[WHAT IS NEEDED]: Your answer should give again, exactly, the lines from the beginning of the entries below through the line containing "positive clicks: (125, 270)". It must contain no pictures.

[STORED DATA]:

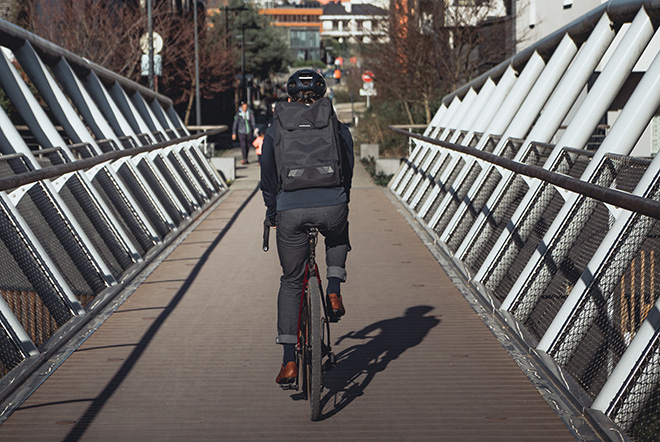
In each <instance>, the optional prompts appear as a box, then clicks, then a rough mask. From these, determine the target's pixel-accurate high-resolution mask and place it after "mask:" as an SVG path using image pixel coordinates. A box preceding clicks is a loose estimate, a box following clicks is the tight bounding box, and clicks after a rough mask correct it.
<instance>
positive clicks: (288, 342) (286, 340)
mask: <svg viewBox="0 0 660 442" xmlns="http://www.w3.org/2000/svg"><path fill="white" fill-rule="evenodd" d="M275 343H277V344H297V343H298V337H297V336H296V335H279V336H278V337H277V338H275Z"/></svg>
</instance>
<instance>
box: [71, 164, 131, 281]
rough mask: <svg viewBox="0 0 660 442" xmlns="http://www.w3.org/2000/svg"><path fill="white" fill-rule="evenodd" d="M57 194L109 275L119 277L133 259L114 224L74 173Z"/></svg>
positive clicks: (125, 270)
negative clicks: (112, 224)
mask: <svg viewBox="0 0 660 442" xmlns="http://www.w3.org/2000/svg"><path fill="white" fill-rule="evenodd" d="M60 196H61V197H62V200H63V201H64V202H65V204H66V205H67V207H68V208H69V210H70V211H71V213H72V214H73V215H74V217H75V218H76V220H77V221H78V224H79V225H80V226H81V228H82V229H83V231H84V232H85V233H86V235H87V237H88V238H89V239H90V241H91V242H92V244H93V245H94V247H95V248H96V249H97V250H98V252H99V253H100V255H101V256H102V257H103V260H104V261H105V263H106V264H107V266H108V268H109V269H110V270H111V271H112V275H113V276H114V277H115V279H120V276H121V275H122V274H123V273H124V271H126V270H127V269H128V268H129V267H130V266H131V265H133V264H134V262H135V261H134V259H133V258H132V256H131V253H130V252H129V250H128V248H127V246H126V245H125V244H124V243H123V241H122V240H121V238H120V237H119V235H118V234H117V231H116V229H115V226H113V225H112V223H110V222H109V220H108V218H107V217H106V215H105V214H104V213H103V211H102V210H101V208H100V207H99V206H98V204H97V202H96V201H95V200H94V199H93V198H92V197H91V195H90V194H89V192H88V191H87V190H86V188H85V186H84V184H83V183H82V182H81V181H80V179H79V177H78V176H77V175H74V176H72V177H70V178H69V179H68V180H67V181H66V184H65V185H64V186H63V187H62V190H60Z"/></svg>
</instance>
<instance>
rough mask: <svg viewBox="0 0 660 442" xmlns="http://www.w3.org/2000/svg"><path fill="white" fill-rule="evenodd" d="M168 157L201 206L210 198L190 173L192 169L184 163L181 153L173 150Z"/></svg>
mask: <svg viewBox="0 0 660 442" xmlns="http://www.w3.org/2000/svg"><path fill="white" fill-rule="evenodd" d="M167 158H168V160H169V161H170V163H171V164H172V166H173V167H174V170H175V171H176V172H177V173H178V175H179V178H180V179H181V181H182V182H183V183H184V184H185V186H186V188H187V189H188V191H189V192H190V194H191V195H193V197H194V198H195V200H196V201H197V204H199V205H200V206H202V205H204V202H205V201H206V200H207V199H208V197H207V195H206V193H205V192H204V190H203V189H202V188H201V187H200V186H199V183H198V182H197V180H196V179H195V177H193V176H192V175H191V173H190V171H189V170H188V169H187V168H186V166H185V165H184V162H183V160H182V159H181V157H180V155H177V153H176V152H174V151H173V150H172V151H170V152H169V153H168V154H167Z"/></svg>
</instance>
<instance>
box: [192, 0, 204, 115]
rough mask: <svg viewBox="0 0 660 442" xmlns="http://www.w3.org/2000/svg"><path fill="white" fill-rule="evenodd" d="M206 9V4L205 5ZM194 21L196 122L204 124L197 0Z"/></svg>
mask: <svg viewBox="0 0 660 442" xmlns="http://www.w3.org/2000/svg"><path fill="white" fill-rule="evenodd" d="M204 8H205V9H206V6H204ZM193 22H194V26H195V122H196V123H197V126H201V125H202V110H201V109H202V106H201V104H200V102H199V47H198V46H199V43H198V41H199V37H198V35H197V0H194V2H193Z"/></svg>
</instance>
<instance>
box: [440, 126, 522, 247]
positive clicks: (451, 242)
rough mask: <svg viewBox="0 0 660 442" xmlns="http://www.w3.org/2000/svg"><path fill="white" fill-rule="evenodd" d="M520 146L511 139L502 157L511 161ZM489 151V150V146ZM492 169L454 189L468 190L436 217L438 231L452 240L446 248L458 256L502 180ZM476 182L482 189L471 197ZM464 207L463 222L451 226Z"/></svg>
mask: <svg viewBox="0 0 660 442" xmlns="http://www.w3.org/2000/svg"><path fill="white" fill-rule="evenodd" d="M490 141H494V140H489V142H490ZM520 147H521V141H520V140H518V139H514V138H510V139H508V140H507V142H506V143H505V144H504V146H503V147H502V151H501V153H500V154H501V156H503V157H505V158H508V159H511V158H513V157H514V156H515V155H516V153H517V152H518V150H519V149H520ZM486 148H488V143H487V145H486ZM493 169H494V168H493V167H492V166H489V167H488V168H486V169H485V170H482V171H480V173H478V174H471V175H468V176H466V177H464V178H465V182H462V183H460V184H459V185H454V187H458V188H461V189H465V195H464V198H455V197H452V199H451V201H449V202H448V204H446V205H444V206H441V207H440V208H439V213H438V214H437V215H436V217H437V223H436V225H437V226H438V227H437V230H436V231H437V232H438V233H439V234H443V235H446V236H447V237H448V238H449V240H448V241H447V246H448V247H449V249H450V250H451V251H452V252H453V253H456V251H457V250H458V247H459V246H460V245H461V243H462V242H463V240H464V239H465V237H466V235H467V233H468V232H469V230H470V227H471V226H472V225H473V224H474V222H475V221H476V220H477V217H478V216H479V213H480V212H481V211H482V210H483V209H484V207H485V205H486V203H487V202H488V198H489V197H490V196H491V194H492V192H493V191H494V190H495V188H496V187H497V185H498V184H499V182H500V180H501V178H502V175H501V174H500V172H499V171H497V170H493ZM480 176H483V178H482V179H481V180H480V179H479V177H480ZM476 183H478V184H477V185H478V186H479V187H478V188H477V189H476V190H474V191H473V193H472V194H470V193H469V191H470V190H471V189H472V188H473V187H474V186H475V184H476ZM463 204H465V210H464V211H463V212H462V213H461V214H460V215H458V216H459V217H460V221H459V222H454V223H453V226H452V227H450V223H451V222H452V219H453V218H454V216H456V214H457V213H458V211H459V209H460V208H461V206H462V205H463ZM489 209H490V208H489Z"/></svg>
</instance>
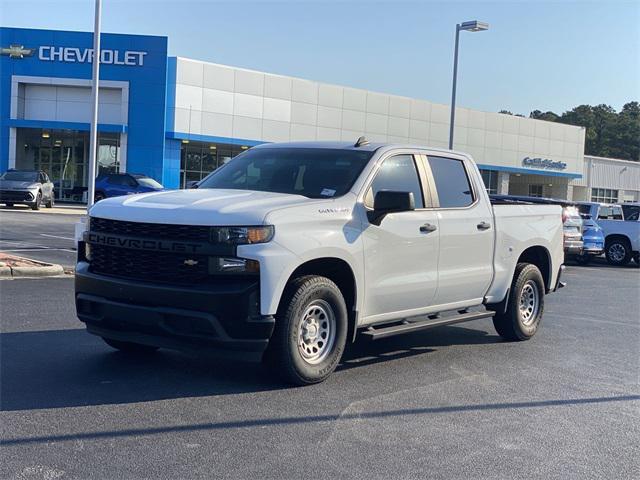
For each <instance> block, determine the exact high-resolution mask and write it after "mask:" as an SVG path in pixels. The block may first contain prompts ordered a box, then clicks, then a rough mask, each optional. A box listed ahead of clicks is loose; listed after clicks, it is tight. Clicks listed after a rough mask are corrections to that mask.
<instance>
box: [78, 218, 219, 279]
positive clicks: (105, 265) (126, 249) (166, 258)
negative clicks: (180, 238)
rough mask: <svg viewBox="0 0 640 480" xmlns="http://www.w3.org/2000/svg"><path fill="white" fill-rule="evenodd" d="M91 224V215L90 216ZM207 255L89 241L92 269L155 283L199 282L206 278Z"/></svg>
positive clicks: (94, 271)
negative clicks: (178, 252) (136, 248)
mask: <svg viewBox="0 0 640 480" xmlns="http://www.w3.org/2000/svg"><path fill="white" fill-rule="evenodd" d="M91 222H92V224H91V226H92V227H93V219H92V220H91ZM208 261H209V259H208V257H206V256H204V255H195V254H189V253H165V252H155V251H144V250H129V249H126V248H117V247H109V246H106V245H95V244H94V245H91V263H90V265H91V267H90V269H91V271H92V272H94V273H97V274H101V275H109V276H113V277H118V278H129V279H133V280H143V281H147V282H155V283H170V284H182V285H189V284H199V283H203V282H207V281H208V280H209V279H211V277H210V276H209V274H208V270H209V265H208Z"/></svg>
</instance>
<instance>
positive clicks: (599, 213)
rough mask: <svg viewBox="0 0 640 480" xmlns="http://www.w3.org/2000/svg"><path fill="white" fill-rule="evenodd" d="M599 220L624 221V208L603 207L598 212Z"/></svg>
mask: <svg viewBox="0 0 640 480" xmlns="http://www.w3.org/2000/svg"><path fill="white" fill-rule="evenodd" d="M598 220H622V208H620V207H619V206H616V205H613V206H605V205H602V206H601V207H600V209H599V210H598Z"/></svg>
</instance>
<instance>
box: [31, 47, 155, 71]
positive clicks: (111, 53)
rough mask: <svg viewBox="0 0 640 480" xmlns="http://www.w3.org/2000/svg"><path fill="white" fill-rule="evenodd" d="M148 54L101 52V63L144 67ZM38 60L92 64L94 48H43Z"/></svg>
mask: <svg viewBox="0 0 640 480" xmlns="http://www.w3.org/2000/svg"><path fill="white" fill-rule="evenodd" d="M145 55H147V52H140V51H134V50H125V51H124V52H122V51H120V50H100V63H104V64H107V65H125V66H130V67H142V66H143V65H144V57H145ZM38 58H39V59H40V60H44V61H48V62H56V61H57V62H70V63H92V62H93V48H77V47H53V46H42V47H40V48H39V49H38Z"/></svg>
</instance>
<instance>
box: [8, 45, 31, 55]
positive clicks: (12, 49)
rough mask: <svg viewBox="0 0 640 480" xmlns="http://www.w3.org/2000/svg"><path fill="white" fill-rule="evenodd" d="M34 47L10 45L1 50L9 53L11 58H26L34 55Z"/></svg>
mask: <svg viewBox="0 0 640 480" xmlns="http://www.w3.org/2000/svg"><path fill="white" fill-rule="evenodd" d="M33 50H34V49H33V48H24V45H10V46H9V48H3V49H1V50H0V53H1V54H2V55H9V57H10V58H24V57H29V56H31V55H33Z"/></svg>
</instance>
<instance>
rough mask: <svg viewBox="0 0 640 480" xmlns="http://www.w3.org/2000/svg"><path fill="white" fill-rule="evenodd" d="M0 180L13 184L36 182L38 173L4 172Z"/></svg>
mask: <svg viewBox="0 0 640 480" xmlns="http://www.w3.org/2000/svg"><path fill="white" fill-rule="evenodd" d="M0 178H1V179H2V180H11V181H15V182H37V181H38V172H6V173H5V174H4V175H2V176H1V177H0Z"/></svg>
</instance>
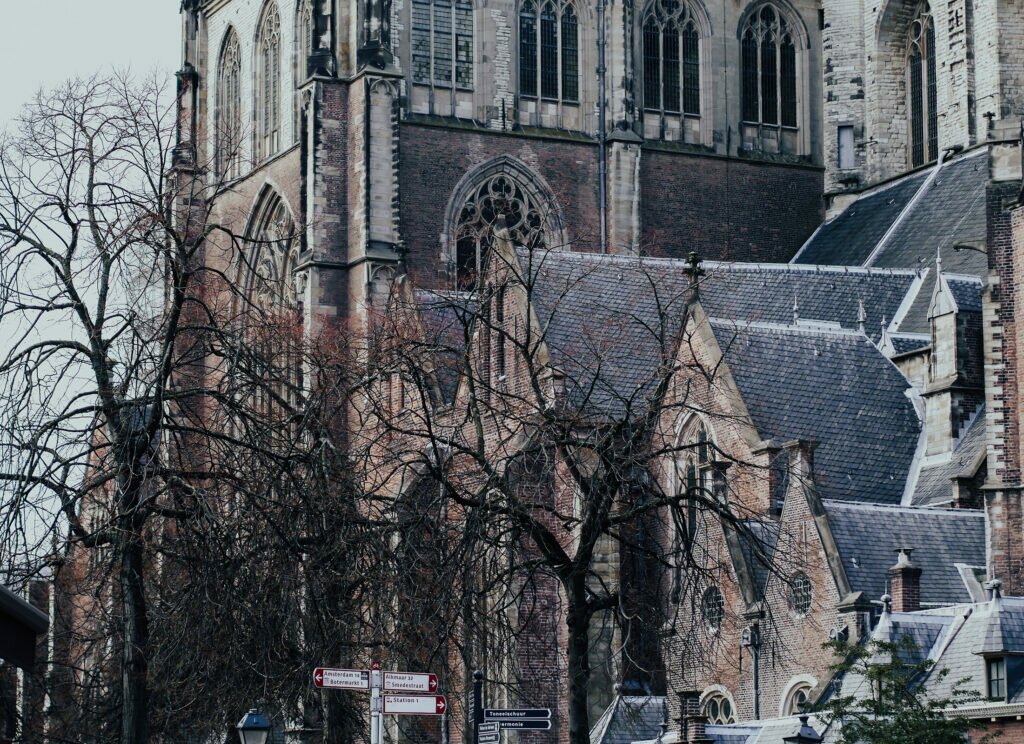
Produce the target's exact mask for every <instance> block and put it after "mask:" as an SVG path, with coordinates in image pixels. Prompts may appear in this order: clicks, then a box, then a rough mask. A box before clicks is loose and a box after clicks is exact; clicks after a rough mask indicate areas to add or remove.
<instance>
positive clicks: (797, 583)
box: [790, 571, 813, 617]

[SOLVED PROBLEM]:
In each <instance>, the optional prompts appear as a box, then clicks, then a rough mask. From these, determine the target's pixel-accurate high-resolution mask and place it after "mask:" as an SVG path using image pixel coordinates. A box preceding clicks is a loose estimate, a box following clicks is the tight bounding box, and clicks after a rough mask correct it.
<instance>
positive clicks: (288, 342) (286, 340)
mask: <svg viewBox="0 0 660 442" xmlns="http://www.w3.org/2000/svg"><path fill="white" fill-rule="evenodd" d="M275 343H277V344H297V343H298V337H297V336H296V335H279V336H278V337H277V338H275Z"/></svg>
</instance>
<instance>
box: [71, 164, 131, 281]
rough mask: <svg viewBox="0 0 660 442" xmlns="http://www.w3.org/2000/svg"><path fill="white" fill-rule="evenodd" d="M57 194L109 275L119 277L133 259L114 224L74 173Z"/></svg>
positive clicks: (125, 270)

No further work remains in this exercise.